I was out playing with some formation acro with a buddy of mine out over the
boonies. Both of us were flying Mustangs. I usually flew the wing position
when we did this.[ I never told John, but I had this aversion to having that
big prop of his that close up my butt...especially if we had been out the
night before!! :-) ] Anyway, I'm tucked in on his left wing back and down
about twenty feet when he calls for a 4 g loop. I slide back and inside just
enough to get a 45 degree position paint between my windshield bow mirror
and his left well cover [the position for a vertical maneuver that keeps me
from slicing off his tail section and bending my prop!! ] Well, I noticed
the altimeter was a bit low at the maneuver onset, but still within
parameters for the loop. John calls the maneuver and walks us up to 4g's.
I'm glued on the paint ; holding position. You get a peripheral view of the
horizon holding a wing position in formation acro. Without taking my eyes
off John, I knew he was long and fast through the float. On the way down I
felt we were long as well. The g didn't feel right...it wasn't enough!

■ **Information provided**
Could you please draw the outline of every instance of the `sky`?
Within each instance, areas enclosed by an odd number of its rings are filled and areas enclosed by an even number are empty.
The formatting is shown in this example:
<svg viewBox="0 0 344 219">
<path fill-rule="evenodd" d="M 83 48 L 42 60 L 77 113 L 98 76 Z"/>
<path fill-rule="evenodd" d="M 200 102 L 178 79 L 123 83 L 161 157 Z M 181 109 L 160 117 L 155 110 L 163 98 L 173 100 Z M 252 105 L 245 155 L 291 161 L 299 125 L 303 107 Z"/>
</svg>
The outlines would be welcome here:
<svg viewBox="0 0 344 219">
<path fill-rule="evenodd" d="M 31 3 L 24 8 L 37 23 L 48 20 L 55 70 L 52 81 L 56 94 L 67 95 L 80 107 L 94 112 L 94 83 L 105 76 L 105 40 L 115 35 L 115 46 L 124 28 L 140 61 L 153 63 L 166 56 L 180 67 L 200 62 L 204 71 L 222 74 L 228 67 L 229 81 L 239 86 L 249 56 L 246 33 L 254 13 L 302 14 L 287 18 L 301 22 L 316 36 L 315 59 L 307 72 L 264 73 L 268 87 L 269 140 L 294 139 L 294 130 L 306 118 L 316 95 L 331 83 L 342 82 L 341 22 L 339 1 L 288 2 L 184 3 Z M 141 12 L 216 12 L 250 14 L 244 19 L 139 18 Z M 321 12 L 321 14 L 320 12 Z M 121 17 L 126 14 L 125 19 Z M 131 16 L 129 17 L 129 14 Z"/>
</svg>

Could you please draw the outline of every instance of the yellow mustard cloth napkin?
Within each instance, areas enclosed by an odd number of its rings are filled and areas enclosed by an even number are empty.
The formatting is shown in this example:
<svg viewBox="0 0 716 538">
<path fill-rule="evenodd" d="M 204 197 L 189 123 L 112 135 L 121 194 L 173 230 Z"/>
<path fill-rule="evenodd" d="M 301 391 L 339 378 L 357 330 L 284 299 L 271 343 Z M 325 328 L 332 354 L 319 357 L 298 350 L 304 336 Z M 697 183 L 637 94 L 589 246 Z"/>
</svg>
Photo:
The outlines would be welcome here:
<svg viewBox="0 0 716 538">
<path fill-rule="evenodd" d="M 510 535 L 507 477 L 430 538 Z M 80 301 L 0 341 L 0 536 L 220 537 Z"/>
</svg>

■ **Request**
In the formation flying story, retype the passage starting at "I was out playing" and ending at "up to 4g's.". The data has no connection to the text.

■ **Exercise result**
I was out playing with some formation acro with a buddy of mine out over the
boonies. Both of us were flying Mustangs. I usually flew the wing position
when we did this.[ I never told John, but I had this aversion to having that
big prop of his that close up my butt...especially if we had been out the
night before!! :-) ] Anyway, I'm tucked in on his left wing back and down
about twenty feet when he calls for a 4 g loop. I slide back and inside just
enough to get a 45 degree position paint between my windshield bow mirror
and his left well cover [the position for a vertical maneuver that keeps me
from slicing off his tail section and bending my prop!! ] Well, I noticed
the altimeter was a bit low at the maneuver onset, but still within
parameters for the loop. John calls the maneuver and walks us up to 4g's.